▸ **Excerpted records**:
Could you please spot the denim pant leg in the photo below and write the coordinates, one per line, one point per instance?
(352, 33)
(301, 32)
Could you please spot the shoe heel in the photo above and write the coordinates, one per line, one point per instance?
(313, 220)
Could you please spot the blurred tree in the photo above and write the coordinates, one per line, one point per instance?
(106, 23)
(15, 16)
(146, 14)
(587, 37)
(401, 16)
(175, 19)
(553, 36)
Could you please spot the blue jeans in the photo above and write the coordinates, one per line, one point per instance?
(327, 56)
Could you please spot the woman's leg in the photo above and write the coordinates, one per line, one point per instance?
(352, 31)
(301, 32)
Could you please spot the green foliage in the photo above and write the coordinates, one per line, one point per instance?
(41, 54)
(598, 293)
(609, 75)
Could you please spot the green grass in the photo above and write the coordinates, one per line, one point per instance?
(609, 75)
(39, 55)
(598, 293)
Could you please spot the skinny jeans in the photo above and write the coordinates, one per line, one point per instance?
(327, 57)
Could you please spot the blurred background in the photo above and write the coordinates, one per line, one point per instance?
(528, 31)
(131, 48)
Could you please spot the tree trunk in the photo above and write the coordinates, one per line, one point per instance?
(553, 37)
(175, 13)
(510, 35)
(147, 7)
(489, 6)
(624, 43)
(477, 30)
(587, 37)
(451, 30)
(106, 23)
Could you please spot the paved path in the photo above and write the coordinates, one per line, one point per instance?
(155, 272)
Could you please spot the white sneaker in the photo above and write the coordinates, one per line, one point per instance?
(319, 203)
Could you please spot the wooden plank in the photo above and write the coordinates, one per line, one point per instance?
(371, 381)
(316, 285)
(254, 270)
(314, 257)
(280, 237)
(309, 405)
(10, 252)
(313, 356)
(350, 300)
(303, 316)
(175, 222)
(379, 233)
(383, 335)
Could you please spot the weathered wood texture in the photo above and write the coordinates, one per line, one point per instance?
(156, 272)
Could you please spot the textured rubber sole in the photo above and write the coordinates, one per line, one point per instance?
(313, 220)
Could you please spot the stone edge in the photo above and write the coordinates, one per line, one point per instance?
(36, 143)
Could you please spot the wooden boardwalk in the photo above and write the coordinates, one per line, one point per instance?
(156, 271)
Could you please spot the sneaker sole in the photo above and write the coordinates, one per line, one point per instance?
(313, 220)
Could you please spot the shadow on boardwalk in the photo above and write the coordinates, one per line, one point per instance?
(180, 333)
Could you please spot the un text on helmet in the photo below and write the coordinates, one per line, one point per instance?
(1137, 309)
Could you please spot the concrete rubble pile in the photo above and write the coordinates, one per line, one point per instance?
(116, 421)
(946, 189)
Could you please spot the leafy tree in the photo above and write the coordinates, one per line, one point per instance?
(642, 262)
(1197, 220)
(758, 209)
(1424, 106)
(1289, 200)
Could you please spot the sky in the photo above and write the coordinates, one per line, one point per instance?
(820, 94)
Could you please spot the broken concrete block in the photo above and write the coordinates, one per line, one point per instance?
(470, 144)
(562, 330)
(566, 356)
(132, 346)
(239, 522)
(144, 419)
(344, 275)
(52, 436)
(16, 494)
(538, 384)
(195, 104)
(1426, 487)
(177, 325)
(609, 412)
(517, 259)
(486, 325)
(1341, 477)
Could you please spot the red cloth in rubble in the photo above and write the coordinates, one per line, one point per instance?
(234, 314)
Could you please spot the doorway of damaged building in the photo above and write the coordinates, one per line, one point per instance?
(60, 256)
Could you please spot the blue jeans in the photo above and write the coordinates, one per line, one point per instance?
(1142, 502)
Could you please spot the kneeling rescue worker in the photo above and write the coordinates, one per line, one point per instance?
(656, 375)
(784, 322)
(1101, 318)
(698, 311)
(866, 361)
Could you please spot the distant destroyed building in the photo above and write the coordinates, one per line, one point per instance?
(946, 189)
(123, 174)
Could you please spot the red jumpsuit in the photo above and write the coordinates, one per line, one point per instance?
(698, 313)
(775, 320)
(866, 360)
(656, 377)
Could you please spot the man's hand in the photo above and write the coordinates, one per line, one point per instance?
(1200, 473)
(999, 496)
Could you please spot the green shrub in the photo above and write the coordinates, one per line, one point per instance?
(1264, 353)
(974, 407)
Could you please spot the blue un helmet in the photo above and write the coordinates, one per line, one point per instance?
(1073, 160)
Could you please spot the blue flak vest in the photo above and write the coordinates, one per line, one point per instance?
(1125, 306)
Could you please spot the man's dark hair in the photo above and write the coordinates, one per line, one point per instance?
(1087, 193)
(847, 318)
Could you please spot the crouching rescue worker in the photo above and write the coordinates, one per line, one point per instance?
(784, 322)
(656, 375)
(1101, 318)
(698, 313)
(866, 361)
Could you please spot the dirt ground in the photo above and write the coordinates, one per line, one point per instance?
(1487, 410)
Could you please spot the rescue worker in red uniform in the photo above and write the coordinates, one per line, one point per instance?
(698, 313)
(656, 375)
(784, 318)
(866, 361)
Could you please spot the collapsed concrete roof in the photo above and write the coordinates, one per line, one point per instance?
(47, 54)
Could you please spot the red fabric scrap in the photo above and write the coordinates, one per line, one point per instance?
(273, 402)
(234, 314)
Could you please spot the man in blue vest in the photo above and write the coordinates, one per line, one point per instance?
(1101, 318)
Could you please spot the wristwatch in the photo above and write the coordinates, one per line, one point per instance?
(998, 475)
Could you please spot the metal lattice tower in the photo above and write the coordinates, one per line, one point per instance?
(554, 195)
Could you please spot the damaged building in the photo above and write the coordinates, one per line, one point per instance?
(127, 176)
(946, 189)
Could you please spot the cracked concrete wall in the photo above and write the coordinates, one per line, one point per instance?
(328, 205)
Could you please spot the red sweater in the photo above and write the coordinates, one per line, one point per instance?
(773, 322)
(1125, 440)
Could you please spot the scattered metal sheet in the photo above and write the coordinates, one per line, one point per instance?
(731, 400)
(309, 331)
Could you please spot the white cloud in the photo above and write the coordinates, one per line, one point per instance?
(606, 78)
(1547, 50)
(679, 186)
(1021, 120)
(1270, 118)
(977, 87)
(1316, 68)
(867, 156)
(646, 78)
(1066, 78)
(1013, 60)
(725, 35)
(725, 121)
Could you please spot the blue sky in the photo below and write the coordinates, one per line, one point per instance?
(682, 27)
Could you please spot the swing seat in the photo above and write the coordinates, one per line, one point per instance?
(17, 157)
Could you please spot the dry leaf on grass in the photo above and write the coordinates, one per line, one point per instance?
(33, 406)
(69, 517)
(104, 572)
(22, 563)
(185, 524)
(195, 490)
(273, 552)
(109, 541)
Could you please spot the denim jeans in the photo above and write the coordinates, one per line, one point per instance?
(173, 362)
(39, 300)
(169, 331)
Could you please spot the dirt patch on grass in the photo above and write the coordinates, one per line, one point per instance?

▸ **Task prompt**: Write the listing out again, exactly as shown above.

▸ **Complete answer**:
Could you please spot the denim pant leg in the photo below and write the coordinates, one per line, one point per instance?
(352, 33)
(301, 32)
Could you please spot the shoe heel in the photo above and write the coordinates, one per line, one point per instance?
(313, 220)
Could you please spot the blurred tree in the photo above and write the coordinates, one per line, one point per instance?
(106, 23)
(15, 16)
(146, 14)
(587, 37)
(401, 16)
(175, 19)
(553, 36)
Could you please spot the blue jeans in the photo above and write the coordinates, one per line, one point per instance?
(327, 56)
Could you please spot the woman's leg in the photo above and write the coordinates, one per line, one point per instance?
(352, 31)
(301, 32)
Could you please spot the green foliage in the photo above and write the coordinates, one per line, one point per instance?
(41, 54)
(598, 293)
(609, 75)
Could you please spot the green grass in the photo above and write the coordinates, one per line, one point per instance?
(609, 75)
(39, 55)
(598, 293)
Could you please spot the skinny jeans in the photo above and write the coordinates, one per line, one point per instance?
(327, 57)
Could you please spot the blurred background in the photo above and write the coordinates, one per line, one point per instance?
(528, 31)
(131, 48)
Could you please spot the tree trunk in the photo above and write the coordinates, one per line, one point per instance?
(553, 37)
(175, 13)
(510, 35)
(147, 7)
(489, 6)
(624, 43)
(477, 30)
(587, 37)
(451, 30)
(106, 23)
Could you please spot the paved path in the photo above and write the coordinates, one per line, one point per instance?
(155, 272)
Could you please spot the white sneaker in the photo above and write the coordinates, one per line, one point per instance?
(319, 203)
Could you please spot the wooden plank in the photo above and write the coordinates, one per line, one point per instance?
(371, 381)
(316, 285)
(254, 270)
(314, 257)
(280, 237)
(309, 405)
(10, 252)
(313, 356)
(350, 300)
(303, 316)
(175, 222)
(379, 233)
(383, 335)
Could you please spot the weathered wood texture in the photo above and write the coordinates, one per line, one point per instance?
(156, 272)
Could you please spot the textured rubber sole in the photo above and write the coordinates, one per line, one point per instance?
(313, 220)
Could you please spot the stone edge in the photo above and write the coordinates, one per line, one point per instance?
(36, 143)
Could you please spot the wooden boardwalk in the photo above and write the coordinates, one per line, one point per instance?
(156, 271)
Could you please spot the sneaker sole in the photo above and write the coordinates, one per line, one point per instance?
(313, 220)
Could you please spot the shadow on boardwalk in the photo above and write the coordinates, one per line, one point per instance?
(180, 333)
Could you please spot the un text on helmet in the photo below and write the coordinates, one per line, one point per instance?
(1137, 309)
Could you please spot the concrete rubble pile in the photo above and write the coordinates, one per line, one point per instance?
(116, 421)
(946, 189)
Could you please spot the leafy tree in the photo above and write the coordinates, one per line, one point per instance?
(642, 262)
(1197, 220)
(758, 209)
(1424, 106)
(1289, 200)
Could you please spot the sky in the photo above and write the coordinates, one per line, one point per instance?
(820, 94)
Could you please spot the broken concrete block in the photo above and write the coordinates, one per line, one point per instance?
(470, 144)
(562, 330)
(566, 356)
(132, 346)
(239, 522)
(144, 419)
(344, 275)
(52, 436)
(16, 494)
(538, 384)
(195, 104)
(1426, 487)
(177, 325)
(609, 412)
(517, 259)
(486, 325)
(1341, 477)
Could you please spot the red cloth in rubble in the photo above and write the coordinates, one per line, one point per instance?
(234, 314)
Could you please spot the doorway of damaged building in the photo above and write the coordinates, one per line, one point per instance?
(60, 256)
Could you please spot the blue jeans in the photo above and write the coordinates, one per line, one point per instance?
(1142, 502)
Could you please spot the kneeling rescue worker in the photo above and write the coordinates, one per line, one point per instance?
(656, 375)
(784, 322)
(1101, 318)
(698, 311)
(866, 361)
Could you please spot the distant destroyed building in the photo above and write the coordinates, one per line, one point per instance?
(946, 189)
(123, 174)
Could you please spot the red jumpsuit in the photo above and write the coordinates, one per line, one point per instance?
(698, 313)
(775, 320)
(866, 360)
(656, 377)
Could you please spot the man's hand in the photo above and write the coordinates, one per line, one point per instance?
(1200, 473)
(999, 496)
Could you please spot the green shrub in the photo above and write the coordinates, one per line, one point per instance?
(1264, 353)
(974, 407)
Could you please spot the blue un helmet in the photo above and write the coordinates, one per line, one point per instance?
(1073, 160)
Could you please spot the blue flak vest in the photo above and write the coordinates, one per line, one point per instance?
(1125, 306)
Could you please spot the man's dark hair in the photo above and write the coordinates, one per line, one point per instance?
(1087, 193)
(847, 318)
Could you please spot the crouching rescue worker in the photo above and write the coordinates, one per line, one point per instance?
(784, 322)
(656, 375)
(1101, 318)
(698, 313)
(866, 361)
Could you please spot the dirt ground in the photo above and write the coordinates, one per line, one point per instance?
(1487, 410)
Could you please spot the rescue worker in red uniform in the photo above and write the coordinates, one per line, one point per instance?
(698, 313)
(656, 375)
(784, 318)
(866, 361)
Could you please spot the collapsed concrete roof in the photo above and write the coordinates, one per line, one point per instance?
(47, 54)
Could you please spot the red fabric scrap in the photo above and write the coordinates, one per line, one point per instance?
(273, 402)
(234, 314)
Could you please spot the man in blue vest in the photo above and write the coordinates, one per line, one point per instance?
(1101, 318)
Could you please spot the wristwatch in the photo above and write the coordinates, one per line, one point per instance?
(998, 475)
Could you please spot the metal lattice tower in the photo above and write the coordinates, one per line, one point per instance?
(554, 195)
Could you please spot the damaged building in the photo above and write the coordinates, one per line, one point per instance?
(127, 176)
(946, 189)
Could you please spot the cracked concrete wall in the photo above and write the coordinates, one per line, one point per instance?
(328, 205)
Could you please spot the red sweater in the photo above and write the coordinates, one per line, one point per instance?
(773, 322)
(1125, 440)
Could you please spot the scattered metal sheet in the photo above and write the coordinates, one per line, one point per instance?
(731, 400)
(309, 331)
Could you please spot the white cloud in the photo above and write the coordinates, one per line, one point per instance?
(606, 78)
(1547, 50)
(679, 186)
(1021, 120)
(1270, 118)
(977, 87)
(1316, 68)
(867, 156)
(646, 78)
(1066, 78)
(1013, 60)
(725, 35)
(725, 121)
Could you please spot the blue sky in the photo below and write the coordinates, one per line, one point per instance?
(682, 27)
Could you please spot the swing seat in the photo above and write the coordinates, one per line, one point per instance?
(17, 157)
Could you please spot the dry leaf on grass in the photo above and write the coordinates, one per line, one point per instance?
(33, 406)
(69, 517)
(104, 572)
(22, 563)
(185, 524)
(195, 490)
(273, 552)
(109, 541)
Could you please spot the denim jeans in the photo above and write the coordinates, one per line, one point per instance?
(173, 362)
(39, 300)
(169, 331)
Could you please spot the dirt patch on grass in the photo above and write the coordinates, one per line, one point per instance?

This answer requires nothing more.